REQUIRED ACTION:
For every entry that follows, return the words exactly and omit any picture.

Stored data
□ □ □

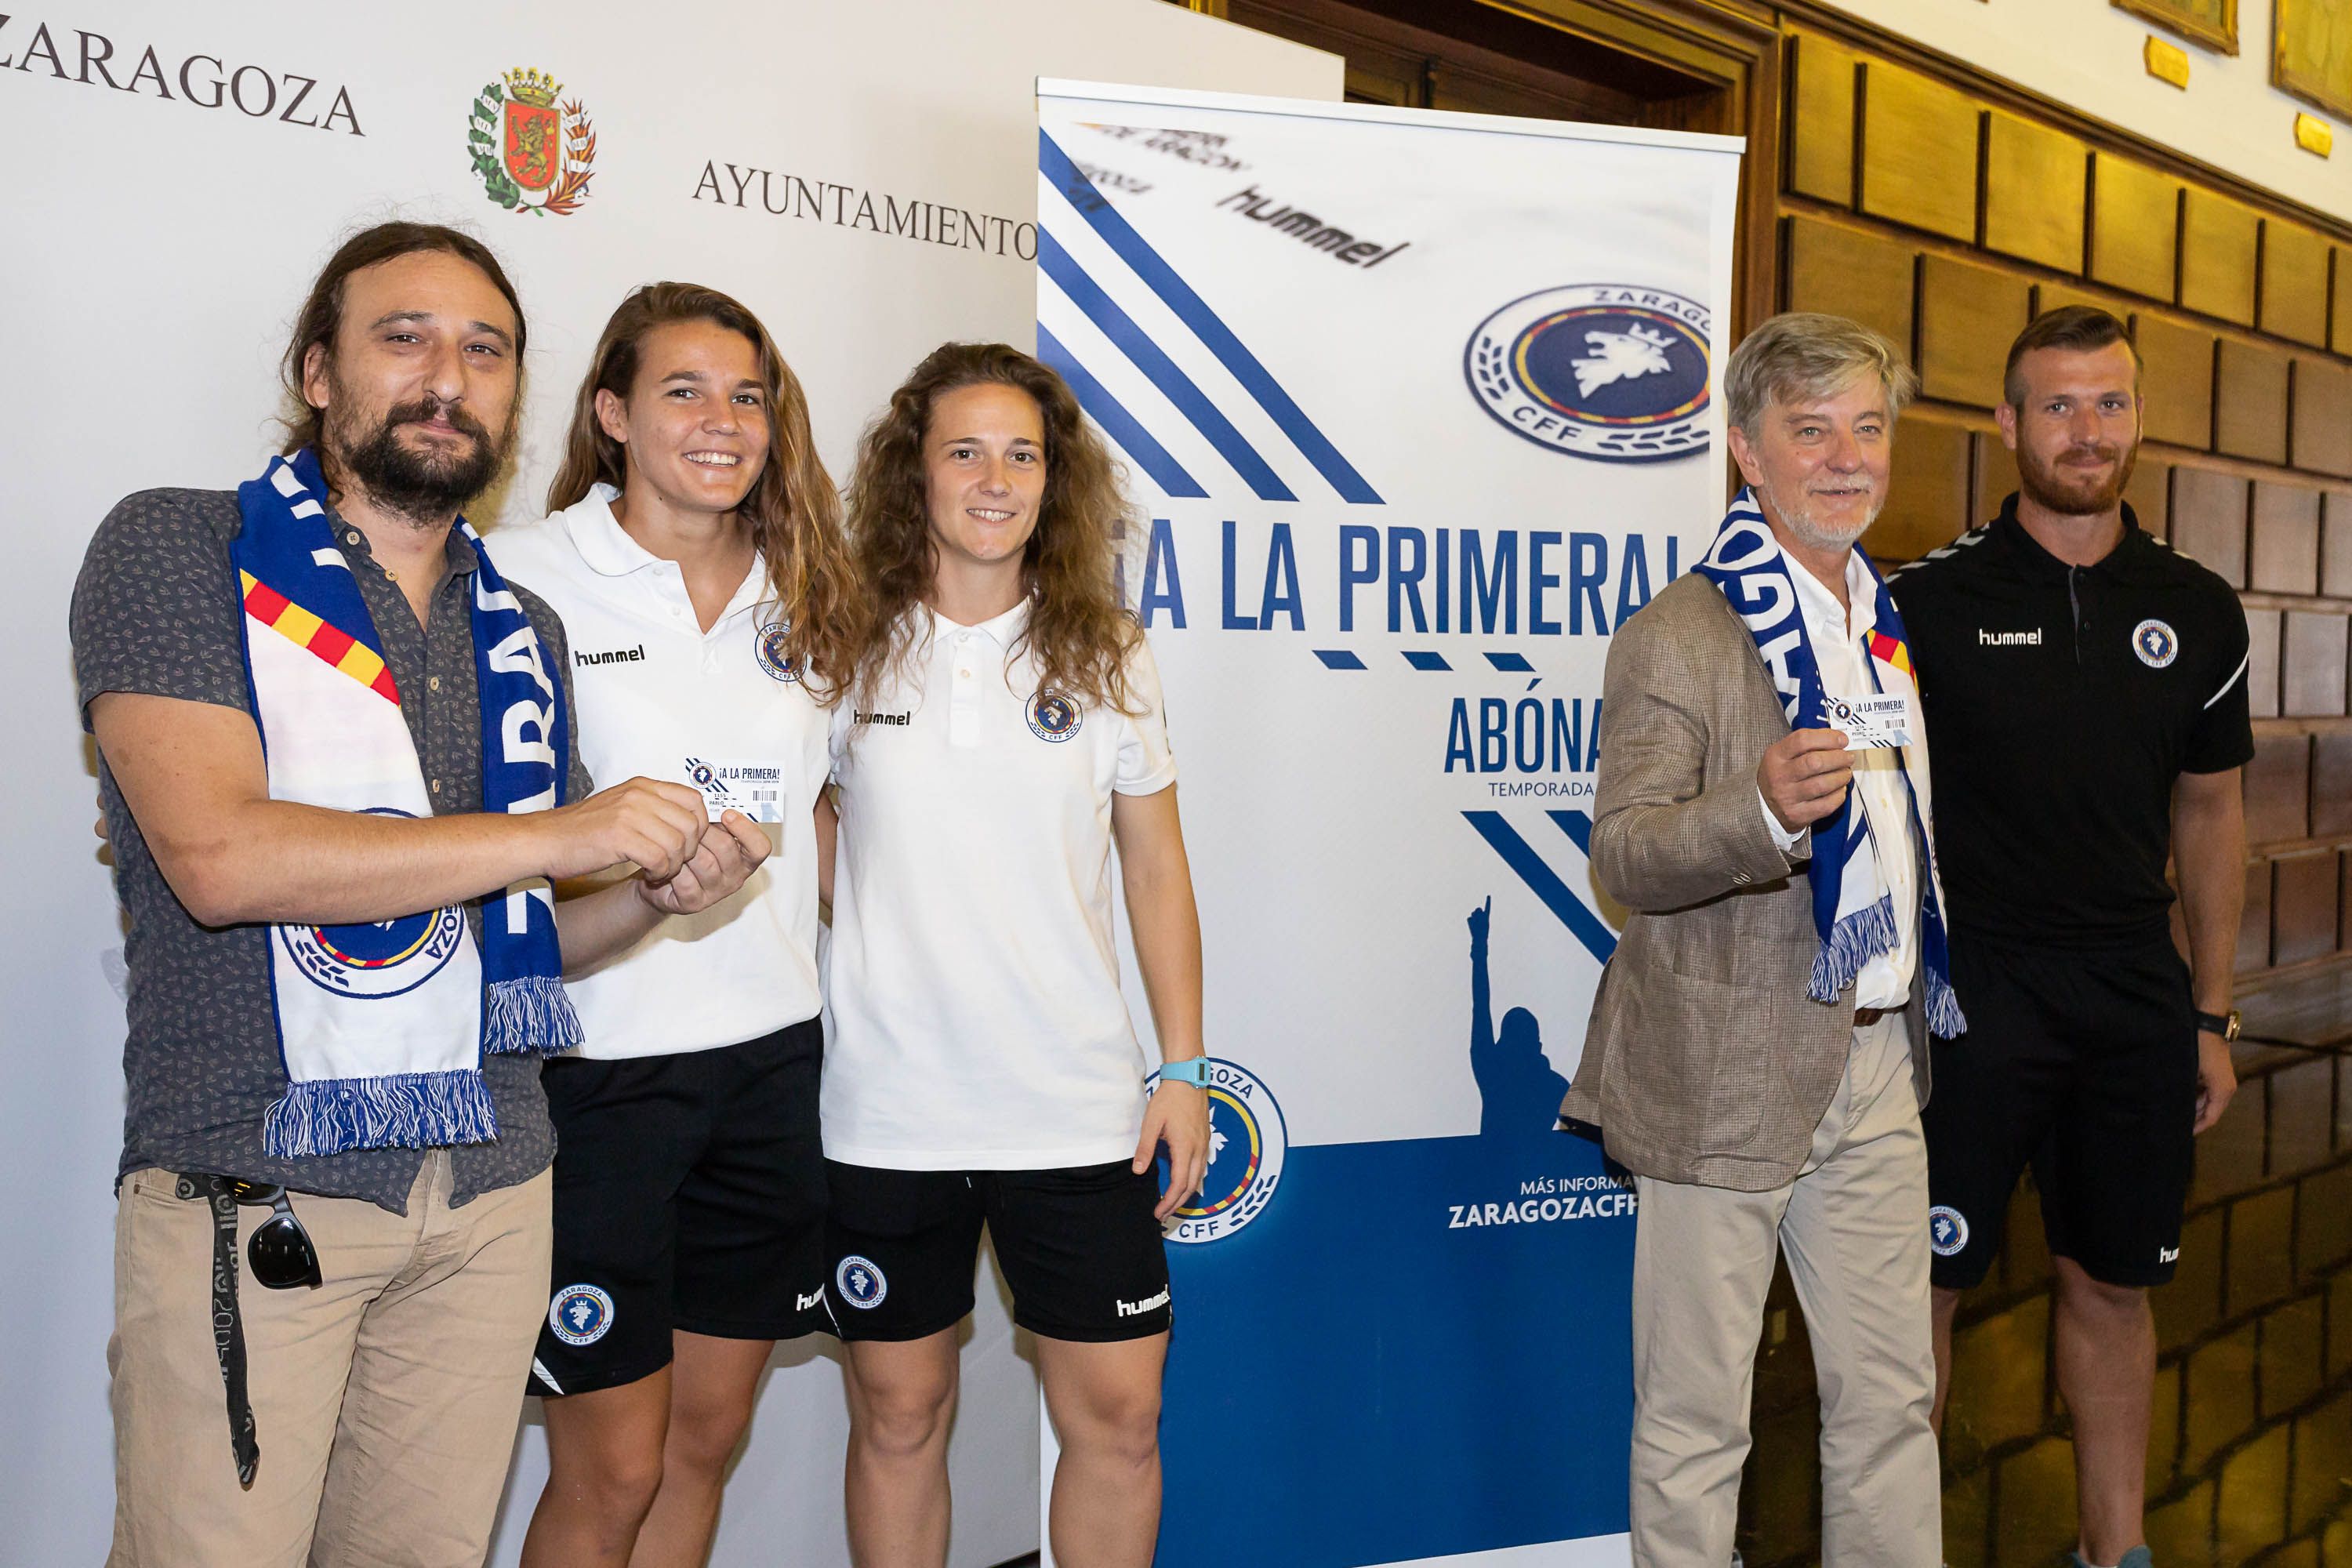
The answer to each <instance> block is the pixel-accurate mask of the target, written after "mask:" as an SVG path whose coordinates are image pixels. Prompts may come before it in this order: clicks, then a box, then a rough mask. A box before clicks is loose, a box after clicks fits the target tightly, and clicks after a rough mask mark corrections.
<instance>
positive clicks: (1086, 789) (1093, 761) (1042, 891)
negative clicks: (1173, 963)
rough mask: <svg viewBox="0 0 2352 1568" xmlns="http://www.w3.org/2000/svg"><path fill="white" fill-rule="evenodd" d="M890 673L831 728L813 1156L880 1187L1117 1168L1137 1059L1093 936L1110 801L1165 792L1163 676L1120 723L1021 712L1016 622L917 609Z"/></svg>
mask: <svg viewBox="0 0 2352 1568" xmlns="http://www.w3.org/2000/svg"><path fill="white" fill-rule="evenodd" d="M915 614H917V616H920V618H922V625H920V628H917V635H915V637H917V639H915V649H913V654H910V656H908V675H906V679H901V682H896V686H894V689H891V691H887V693H882V696H877V698H875V701H873V703H863V705H858V703H842V708H840V710H835V717H833V757H835V773H833V776H835V780H837V783H840V785H842V797H840V811H842V837H840V853H837V858H835V863H833V950H830V959H828V964H830V971H828V980H830V985H828V1013H830V1025H833V1027H830V1030H828V1039H826V1079H823V1095H821V1100H823V1119H826V1157H830V1159H840V1161H847V1164H854V1166H882V1168H894V1171H1047V1168H1058V1166H1094V1164H1105V1161H1112V1159H1129V1157H1131V1154H1134V1152H1136V1133H1138V1131H1141V1126H1143V1072H1145V1065H1143V1051H1141V1046H1138V1044H1136V1027H1134V1023H1131V1020H1129V1016H1127V999H1124V997H1122V994H1120V959H1117V947H1115V945H1112V929H1110V797H1112V795H1115V792H1117V795H1155V792H1160V790H1164V788H1169V785H1171V783H1176V762H1174V759H1171V757H1169V743H1167V724H1164V719H1162V712H1160V670H1157V668H1155V665H1152V656H1150V649H1148V646H1143V644H1141V642H1138V644H1136V649H1134V654H1131V656H1129V661H1127V686H1129V705H1131V708H1141V712H1138V715H1136V717H1127V715H1122V712H1115V710H1108V708H1077V705H1075V703H1070V701H1065V698H1051V696H1047V698H1040V701H1033V696H1030V693H1033V691H1035V686H1037V670H1035V663H1033V661H1030V656H1028V651H1023V654H1021V658H1014V661H1009V658H1007V656H1009V651H1011V644H1014V642H1016V639H1018V635H1021V628H1023V625H1028V604H1018V607H1014V609H1009V611H1007V614H1002V616H997V618H995V621H988V623H985V625H957V623H953V621H943V618H938V616H934V614H931V611H927V609H917V611H915Z"/></svg>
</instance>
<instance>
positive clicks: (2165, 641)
mask: <svg viewBox="0 0 2352 1568" xmlns="http://www.w3.org/2000/svg"><path fill="white" fill-rule="evenodd" d="M2131 651H2133V654H2138V656H2140V663H2143V665H2147V668H2150V670H2161V668H2164V665H2169V663H2173V661H2176V658H2180V637H2176V635H2173V628H2169V625H2166V623H2161V621H2154V618H2147V621H2140V623H2138V625H2136V628H2131Z"/></svg>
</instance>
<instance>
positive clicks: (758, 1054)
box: [532, 1018, 833, 1394]
mask: <svg viewBox="0 0 2352 1568" xmlns="http://www.w3.org/2000/svg"><path fill="white" fill-rule="evenodd" d="M823 1053H826V1034H823V1025H818V1020H816V1018H809V1020H807V1023H795V1025H793V1027H788V1030H776V1032H774V1034H767V1037H762V1039H753V1041H746V1044H741V1046H720V1048H715V1051H687V1053H682V1056H640V1058H630V1060H616V1063H595V1060H583V1058H557V1060H550V1063H548V1067H546V1074H543V1084H546V1091H548V1119H550V1121H555V1269H553V1293H550V1298H548V1321H546V1324H541V1328H539V1359H536V1361H532V1392H534V1394H586V1392H590V1389H609V1387H619V1385H623V1382H635V1380H637V1378H647V1375H652V1373H659V1371H661V1368H663V1366H668V1363H670V1331H673V1328H684V1331H687V1333H708V1335H717V1338H722V1340H793V1338H797V1335H804V1333H816V1331H830V1328H833V1319H830V1314H828V1309H826V1157H823V1140H821V1135H818V1126H816V1070H818V1065H821V1063H823Z"/></svg>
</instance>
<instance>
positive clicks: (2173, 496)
mask: <svg viewBox="0 0 2352 1568" xmlns="http://www.w3.org/2000/svg"><path fill="white" fill-rule="evenodd" d="M2171 524H2173V527H2171V541H2173V550H2180V552H2183V555H2190V557H2194V559H2199V562H2204V564H2206V567H2211V569H2213V571H2218V574H2220V576H2223V581H2225V583H2230V585H2232V588H2244V585H2246V482H2244V480H2239V477H2237V475H2230V473H2218V470H2211V468H2190V465H2187V463H2180V465H2178V468H2173V508H2171Z"/></svg>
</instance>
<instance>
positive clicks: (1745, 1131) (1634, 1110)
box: [1609, 969, 1771, 1154]
mask: <svg viewBox="0 0 2352 1568" xmlns="http://www.w3.org/2000/svg"><path fill="white" fill-rule="evenodd" d="M1628 990H1630V992H1632V994H1628V997H1625V1004H1628V1009H1625V1011H1628V1030H1625V1032H1623V1034H1621V1044H1618V1048H1613V1051H1611V1053H1609V1067H1611V1077H1616V1079H1618V1086H1616V1088H1618V1093H1621V1095H1623V1100H1625V1105H1628V1110H1630V1112H1632V1114H1635V1119H1637V1121H1639V1124H1644V1126H1649V1128H1653V1133H1656V1135H1658V1138H1663V1140H1668V1143H1670V1145H1672V1147H1677V1150H1686V1152H1691V1154H1726V1152H1733V1150H1745V1147H1748V1145H1752V1143H1755V1140H1757V1135H1759V1133H1762V1131H1764V1103H1766V1100H1769V1098H1771V1048H1769V1044H1766V1041H1764V1039H1762V1034H1764V1032H1766V1025H1764V1020H1766V1018H1769V1011H1771V1009H1766V1006H1762V999H1759V994H1757V990H1755V987H1750V985H1731V983H1724V980H1708V978H1700V976H1686V973H1675V971H1670V969H1651V971H1649V973H1644V976H1642V980H1639V985H1632V987H1628Z"/></svg>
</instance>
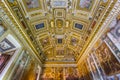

□ □ □

SOLUTION:
The answer to each <instance> block is the pixel-accurate mask of the target, written after "mask:" as an SVG path whose coordinates are image pixels. Prompts may come before it in this order: clicks, then a box, then a rough mask. A box before clicks is loose, a box after clicks fits the target tightly, and clicks after a rough mask mark corrections.
<instance>
positive clicks: (1086, 789) (1093, 761) (1042, 891)
negative clicks: (1173, 963)
rough mask: <svg viewBox="0 0 2352 1568" xmlns="http://www.w3.org/2000/svg"><path fill="white" fill-rule="evenodd" d="M890 673L831 728L813 1156L880 1187L1117 1168L1137 1059L1093 936L1110 801L1165 792L1163 676L1120 723L1021 712L1016 622L917 609Z"/></svg>
mask: <svg viewBox="0 0 2352 1568" xmlns="http://www.w3.org/2000/svg"><path fill="white" fill-rule="evenodd" d="M915 614H917V616H920V618H922V625H920V628H917V635H915V637H917V639H915V649H913V654H910V656H908V675H906V679H901V682H896V686H894V689H891V691H887V693H882V696H877V698H875V701H873V703H863V705H858V703H842V708H840V710H835V717H833V757H835V773H833V776H835V780H837V783H840V785H842V797H840V811H842V837H840V853H837V858H835V863H833V950H830V959H828V964H830V971H828V980H830V985H828V1013H830V1025H833V1027H830V1030H828V1039H826V1079H823V1095H821V1100H823V1119H826V1157H830V1159H840V1161H847V1164H854V1166H882V1168H894V1171H1047V1168H1058V1166H1094V1164H1105V1161H1112V1159H1129V1157H1131V1154H1134V1152H1136V1133H1138V1131H1141V1126H1143V1072H1145V1065H1143V1051H1141V1046H1138V1044H1136V1027H1134V1023H1131V1020H1129V1016H1127V999H1124V997H1122V994H1120V959H1117V947H1115V945H1112V929H1110V797H1112V795H1115V792H1117V795H1155V792H1160V790H1164V788H1169V785H1171V783H1176V762H1174V759H1171V757H1169V743H1167V724H1164V719H1162V712H1160V670H1157V668H1155V665H1152V656H1150V649H1148V646H1143V644H1141V642H1138V644H1136V649H1134V654H1131V656H1129V661H1127V686H1129V705H1131V708H1141V712H1138V715H1136V717H1127V715H1122V712H1115V710H1108V708H1077V705H1075V703H1070V701H1065V698H1051V696H1047V698H1040V701H1033V696H1030V693H1033V691H1035V686H1037V670H1035V663H1033V661H1030V656H1028V651H1023V654H1021V658H1014V661H1009V658H1007V656H1009V651H1011V644H1014V642H1016V639H1018V635H1021V628H1023V625H1028V604H1018V607H1014V609H1009V611H1007V614H1002V616H997V618H995V621H988V623H985V625H957V623H953V621H943V618H938V616H934V614H931V611H927V609H917V611H915Z"/></svg>
</instance>
<instance>
positive clicks: (2165, 641)
mask: <svg viewBox="0 0 2352 1568" xmlns="http://www.w3.org/2000/svg"><path fill="white" fill-rule="evenodd" d="M2131 651H2133V654H2138V656H2140V663H2143V665H2147V668H2150V670H2161V668H2164V665H2169V663H2173V661H2176V658H2180V637H2176V635H2173V628H2169V625H2166V623H2161V621H2154V618H2147V621H2140V623H2138V625H2136V628H2131Z"/></svg>
</instance>
<instance>
positive clicks: (758, 1054)
box: [532, 1018, 833, 1394]
mask: <svg viewBox="0 0 2352 1568" xmlns="http://www.w3.org/2000/svg"><path fill="white" fill-rule="evenodd" d="M823 1053H826V1034H823V1025H818V1020H816V1018H809V1020H807V1023H795V1025H793V1027H788V1030H776V1032H774V1034H767V1037H762V1039H753V1041H746V1044H741V1046H720V1048H715V1051H687V1053H682V1056H640V1058H630V1060H616V1063H595V1060H583V1058H557V1060H550V1063H548V1067H546V1074H543V1084H546V1091H548V1119H550V1121H555V1269H553V1293H550V1298H548V1321H546V1324H541V1328H539V1359H536V1361H532V1392H534V1394H586V1392H590V1389H609V1387H619V1385H623V1382H635V1380H637V1378H647V1375H652V1373H659V1371H661V1368H663V1366H668V1363H670V1331H673V1328H684V1331H687V1333H708V1335H717V1338H722V1340H793V1338H797V1335H804V1333H816V1331H830V1328H833V1319H830V1314H828V1309H826V1157H823V1140H821V1135H818V1126H816V1070H818V1065H821V1063H823Z"/></svg>
</instance>
<instance>
positive clicks: (2173, 496)
mask: <svg viewBox="0 0 2352 1568" xmlns="http://www.w3.org/2000/svg"><path fill="white" fill-rule="evenodd" d="M2171 524H2173V527H2171V541H2173V550H2180V552H2183V555H2190V557H2194V559H2199V562H2204V564H2206V567H2211V569H2213V571H2218V574H2220V576H2223V581H2225V583H2230V585H2232V588H2244V585H2246V482H2244V480H2239V477H2237V475H2230V473H2218V470H2211V468H2190V465H2187V463H2180V465H2178V468H2173V508H2171Z"/></svg>
</instance>
<instance>
positive clicks: (1745, 1131) (1634, 1110)
box: [1609, 969, 1771, 1154]
mask: <svg viewBox="0 0 2352 1568" xmlns="http://www.w3.org/2000/svg"><path fill="white" fill-rule="evenodd" d="M1628 990H1630V992H1632V994H1628V997H1625V1004H1628V1009H1625V1011H1628V1030H1625V1032H1623V1034H1621V1044H1618V1048H1613V1051H1611V1053H1609V1067H1611V1077H1616V1079H1618V1086H1616V1088H1618V1093H1621V1095H1623V1100H1625V1105H1628V1110H1630V1112H1632V1114H1635V1119H1637V1121H1639V1124H1644V1126H1649V1128H1653V1133H1656V1135H1658V1138H1663V1140H1668V1143H1670V1145H1672V1147H1677V1150H1686V1152H1691V1154H1726V1152H1733V1150H1745V1147H1748V1145H1752V1143H1755V1140H1757V1135H1759V1133H1762V1131H1764V1103H1766V1100H1769V1098H1771V1048H1769V1044H1766V1041H1764V1039H1762V1034H1764V1032H1766V1025H1764V1020H1766V1018H1769V1011H1771V1009H1766V1006H1762V999H1759V994H1757V990H1755V987H1750V985H1731V983H1724V980H1708V978H1700V976H1686V973H1675V971H1670V969H1651V971H1649V973H1644V976H1642V980H1639V985H1632V987H1628Z"/></svg>
</instance>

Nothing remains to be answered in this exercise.